Of the records that follow, copy only the lines from the line containing "like [87, 586]." to the line containing "like [393, 276].", both included, exactly as written.

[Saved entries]

* * * * * * * * *

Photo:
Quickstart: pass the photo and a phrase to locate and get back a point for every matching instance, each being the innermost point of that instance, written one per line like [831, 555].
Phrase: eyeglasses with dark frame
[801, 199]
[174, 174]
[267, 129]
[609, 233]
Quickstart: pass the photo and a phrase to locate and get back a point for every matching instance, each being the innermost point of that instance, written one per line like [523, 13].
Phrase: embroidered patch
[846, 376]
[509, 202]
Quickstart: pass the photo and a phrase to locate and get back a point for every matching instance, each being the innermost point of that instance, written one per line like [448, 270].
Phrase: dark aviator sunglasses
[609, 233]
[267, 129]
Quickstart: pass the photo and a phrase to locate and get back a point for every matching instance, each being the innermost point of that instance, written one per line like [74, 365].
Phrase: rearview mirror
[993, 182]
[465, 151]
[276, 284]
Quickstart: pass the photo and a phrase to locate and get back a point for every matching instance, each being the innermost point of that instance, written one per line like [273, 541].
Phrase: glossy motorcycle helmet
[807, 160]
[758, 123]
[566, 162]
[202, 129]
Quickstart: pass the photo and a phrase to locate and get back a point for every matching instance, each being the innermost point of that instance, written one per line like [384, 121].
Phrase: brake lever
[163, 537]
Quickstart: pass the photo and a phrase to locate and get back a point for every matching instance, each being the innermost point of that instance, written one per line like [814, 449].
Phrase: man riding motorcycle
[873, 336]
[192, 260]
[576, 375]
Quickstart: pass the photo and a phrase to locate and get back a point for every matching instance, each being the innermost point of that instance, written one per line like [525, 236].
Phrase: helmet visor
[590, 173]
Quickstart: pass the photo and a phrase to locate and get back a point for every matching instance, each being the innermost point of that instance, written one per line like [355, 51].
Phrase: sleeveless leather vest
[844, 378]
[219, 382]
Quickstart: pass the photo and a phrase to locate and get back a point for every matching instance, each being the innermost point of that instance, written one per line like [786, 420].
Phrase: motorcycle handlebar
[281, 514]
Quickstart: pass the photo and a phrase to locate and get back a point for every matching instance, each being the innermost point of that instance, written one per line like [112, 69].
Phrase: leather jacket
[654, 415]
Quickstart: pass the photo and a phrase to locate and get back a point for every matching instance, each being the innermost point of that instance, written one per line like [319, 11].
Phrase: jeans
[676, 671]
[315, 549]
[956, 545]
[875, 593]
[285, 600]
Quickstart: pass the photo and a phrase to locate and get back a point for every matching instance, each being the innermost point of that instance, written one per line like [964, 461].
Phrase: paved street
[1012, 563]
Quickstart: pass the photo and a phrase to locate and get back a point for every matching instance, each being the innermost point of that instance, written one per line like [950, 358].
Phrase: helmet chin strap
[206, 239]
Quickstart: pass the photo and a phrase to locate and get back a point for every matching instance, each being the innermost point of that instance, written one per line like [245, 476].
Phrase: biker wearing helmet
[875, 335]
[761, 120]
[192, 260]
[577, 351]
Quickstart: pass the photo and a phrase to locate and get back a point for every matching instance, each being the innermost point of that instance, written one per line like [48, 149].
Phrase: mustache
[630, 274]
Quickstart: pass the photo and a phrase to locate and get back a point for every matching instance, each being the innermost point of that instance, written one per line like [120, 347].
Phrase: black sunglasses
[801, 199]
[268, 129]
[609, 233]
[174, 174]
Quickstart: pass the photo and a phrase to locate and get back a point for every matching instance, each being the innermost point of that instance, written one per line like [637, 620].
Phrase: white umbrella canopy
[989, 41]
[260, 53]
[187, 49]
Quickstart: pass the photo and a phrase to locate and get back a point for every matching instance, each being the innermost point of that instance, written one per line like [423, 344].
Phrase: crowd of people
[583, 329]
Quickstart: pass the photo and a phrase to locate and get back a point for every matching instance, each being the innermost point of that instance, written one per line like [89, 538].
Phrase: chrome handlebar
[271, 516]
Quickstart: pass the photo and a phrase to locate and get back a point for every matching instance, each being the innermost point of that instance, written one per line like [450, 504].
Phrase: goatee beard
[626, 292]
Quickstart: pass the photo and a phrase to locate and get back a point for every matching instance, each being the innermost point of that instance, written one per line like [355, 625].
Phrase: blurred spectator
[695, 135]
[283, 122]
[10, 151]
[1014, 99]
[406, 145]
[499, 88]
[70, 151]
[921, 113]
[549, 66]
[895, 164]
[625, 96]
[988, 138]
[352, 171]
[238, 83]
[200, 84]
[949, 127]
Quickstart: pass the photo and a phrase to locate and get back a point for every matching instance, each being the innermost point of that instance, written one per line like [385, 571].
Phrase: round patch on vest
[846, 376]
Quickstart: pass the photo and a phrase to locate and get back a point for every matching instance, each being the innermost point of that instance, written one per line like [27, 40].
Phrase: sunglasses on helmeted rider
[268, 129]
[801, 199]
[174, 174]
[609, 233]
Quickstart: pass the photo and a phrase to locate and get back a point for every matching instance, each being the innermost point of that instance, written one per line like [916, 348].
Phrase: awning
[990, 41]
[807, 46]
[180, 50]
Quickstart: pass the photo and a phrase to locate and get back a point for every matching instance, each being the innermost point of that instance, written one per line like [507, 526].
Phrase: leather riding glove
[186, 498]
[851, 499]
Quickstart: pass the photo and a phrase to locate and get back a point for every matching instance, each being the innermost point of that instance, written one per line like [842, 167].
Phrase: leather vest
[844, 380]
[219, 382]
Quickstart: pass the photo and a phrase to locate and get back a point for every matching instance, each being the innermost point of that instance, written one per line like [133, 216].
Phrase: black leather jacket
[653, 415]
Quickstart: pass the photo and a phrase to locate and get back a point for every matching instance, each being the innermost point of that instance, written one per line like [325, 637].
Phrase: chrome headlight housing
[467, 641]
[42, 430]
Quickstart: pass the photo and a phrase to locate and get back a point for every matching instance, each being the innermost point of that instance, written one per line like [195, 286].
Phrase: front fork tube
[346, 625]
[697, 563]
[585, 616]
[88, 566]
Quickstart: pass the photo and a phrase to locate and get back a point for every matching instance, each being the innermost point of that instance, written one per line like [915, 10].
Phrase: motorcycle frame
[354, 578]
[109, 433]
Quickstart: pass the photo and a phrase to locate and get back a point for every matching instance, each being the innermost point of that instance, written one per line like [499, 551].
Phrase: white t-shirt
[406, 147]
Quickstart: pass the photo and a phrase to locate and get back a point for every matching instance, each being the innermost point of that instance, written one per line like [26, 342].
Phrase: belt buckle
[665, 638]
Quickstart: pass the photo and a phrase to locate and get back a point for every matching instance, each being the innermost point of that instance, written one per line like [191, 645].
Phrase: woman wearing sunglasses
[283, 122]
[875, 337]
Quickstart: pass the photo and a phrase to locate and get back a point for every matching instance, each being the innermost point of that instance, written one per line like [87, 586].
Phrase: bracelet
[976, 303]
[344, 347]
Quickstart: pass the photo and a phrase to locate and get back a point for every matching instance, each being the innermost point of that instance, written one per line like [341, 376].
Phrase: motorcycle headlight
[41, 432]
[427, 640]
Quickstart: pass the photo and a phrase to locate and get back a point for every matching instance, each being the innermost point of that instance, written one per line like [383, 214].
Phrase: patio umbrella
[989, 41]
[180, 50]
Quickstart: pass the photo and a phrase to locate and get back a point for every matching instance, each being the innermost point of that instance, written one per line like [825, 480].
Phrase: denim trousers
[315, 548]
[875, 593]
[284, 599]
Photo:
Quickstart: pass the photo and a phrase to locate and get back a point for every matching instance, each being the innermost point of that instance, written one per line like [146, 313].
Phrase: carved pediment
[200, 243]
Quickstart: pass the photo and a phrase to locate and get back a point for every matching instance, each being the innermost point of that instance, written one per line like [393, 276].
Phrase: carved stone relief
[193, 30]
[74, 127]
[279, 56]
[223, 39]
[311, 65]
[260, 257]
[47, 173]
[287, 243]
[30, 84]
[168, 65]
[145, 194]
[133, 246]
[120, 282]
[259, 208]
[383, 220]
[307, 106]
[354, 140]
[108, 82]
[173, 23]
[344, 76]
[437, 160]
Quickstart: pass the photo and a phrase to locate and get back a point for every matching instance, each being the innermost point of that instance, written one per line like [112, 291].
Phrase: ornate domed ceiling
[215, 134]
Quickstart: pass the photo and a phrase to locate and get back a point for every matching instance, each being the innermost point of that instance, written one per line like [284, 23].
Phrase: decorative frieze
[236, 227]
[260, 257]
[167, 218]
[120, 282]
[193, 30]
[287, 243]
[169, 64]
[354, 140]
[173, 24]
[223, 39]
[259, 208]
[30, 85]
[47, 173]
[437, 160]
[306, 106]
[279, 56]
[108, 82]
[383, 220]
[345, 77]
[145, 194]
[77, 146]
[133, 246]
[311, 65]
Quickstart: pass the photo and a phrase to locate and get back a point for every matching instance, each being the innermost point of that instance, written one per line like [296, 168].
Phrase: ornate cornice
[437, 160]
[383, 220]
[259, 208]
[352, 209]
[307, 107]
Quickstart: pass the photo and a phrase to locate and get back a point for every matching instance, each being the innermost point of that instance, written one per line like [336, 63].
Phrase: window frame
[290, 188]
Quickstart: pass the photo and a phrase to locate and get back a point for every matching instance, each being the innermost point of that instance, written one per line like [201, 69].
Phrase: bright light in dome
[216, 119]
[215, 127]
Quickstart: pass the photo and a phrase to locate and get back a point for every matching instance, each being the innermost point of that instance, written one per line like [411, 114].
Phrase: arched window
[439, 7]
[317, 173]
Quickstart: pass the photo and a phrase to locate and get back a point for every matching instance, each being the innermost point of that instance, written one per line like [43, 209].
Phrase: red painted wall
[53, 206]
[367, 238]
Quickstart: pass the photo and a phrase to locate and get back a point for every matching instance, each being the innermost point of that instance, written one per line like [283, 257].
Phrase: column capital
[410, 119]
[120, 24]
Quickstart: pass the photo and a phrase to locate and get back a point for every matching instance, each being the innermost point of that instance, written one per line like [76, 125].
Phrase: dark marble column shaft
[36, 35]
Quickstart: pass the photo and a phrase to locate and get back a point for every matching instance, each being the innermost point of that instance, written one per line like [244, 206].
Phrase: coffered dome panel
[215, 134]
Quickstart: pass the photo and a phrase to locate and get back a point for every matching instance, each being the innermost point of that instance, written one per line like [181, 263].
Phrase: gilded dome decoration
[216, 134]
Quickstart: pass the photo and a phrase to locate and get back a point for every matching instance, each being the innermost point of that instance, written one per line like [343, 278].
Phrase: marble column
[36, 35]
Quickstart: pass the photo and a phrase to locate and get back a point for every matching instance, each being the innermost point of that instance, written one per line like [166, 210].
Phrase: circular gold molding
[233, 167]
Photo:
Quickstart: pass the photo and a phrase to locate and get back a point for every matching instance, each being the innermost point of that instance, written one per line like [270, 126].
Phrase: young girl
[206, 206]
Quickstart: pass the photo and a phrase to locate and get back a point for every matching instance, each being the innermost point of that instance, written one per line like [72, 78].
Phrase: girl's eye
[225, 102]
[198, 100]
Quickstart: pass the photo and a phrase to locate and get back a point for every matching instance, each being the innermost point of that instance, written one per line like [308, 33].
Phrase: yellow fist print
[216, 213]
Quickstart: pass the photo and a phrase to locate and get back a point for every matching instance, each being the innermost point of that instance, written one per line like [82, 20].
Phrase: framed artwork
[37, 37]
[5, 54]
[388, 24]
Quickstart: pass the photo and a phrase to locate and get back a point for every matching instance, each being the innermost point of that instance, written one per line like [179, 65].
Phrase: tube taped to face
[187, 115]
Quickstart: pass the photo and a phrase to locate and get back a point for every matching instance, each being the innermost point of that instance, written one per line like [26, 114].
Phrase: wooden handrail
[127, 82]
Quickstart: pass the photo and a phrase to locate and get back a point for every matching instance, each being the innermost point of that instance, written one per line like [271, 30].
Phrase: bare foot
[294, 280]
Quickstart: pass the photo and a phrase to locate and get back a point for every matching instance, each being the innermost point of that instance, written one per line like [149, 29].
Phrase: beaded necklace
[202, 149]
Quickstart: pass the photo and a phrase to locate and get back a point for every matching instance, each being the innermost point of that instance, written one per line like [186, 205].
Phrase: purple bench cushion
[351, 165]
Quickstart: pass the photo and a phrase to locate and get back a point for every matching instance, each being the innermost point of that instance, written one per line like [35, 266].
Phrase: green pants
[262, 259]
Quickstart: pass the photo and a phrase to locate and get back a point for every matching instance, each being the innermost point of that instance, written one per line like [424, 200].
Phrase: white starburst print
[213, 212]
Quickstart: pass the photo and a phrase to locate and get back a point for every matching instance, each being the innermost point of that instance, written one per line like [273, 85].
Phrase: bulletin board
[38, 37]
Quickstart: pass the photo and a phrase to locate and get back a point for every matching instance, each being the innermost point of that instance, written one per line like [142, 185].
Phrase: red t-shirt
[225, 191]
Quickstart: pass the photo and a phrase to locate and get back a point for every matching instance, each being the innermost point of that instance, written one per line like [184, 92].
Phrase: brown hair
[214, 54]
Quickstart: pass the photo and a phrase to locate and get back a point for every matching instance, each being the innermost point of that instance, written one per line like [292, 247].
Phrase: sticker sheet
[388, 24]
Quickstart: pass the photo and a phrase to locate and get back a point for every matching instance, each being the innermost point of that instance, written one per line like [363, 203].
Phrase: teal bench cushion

* * * * * * * * *

-- Output of the exercise --
Quickstart: pass the photo and a phrase to locate and get back a point for every matching instance, each being the innermost point of that instance, written one per line like [87, 586].
Phrase: bracelet
[976, 303]
[344, 347]
Quickstart: pass the photo and a phrase to locate and get back a point for every matching instance, each being the innermost point of that instance, written one per line like [341, 376].
Phrase: motorcycle headlight
[41, 432]
[427, 640]
Quickstart: pass the photo and a phrase to locate and get back a point for every matching instance, each being the innermost point of that instance, written one per line like [383, 214].
Phrase: patio umbrella
[989, 41]
[180, 50]
Quickstart: pass the photo and a phrase to locate and get back a point for every matching instance, each being the innermost point of that instance, written one per line like [825, 480].
Phrase: denim trousers
[315, 548]
[875, 593]
[284, 599]
Photo:
Quickstart: pass the photo and a phrase to locate and get back a point for every matching instance, each being the innermost point of that instance, written one per line like [146, 313].
Phrase: carved pediment
[200, 243]
Quickstart: pass the photo and a phrase to locate and get back a point for every matching instance, each being the innermost point of that instance, written one per line like [393, 276].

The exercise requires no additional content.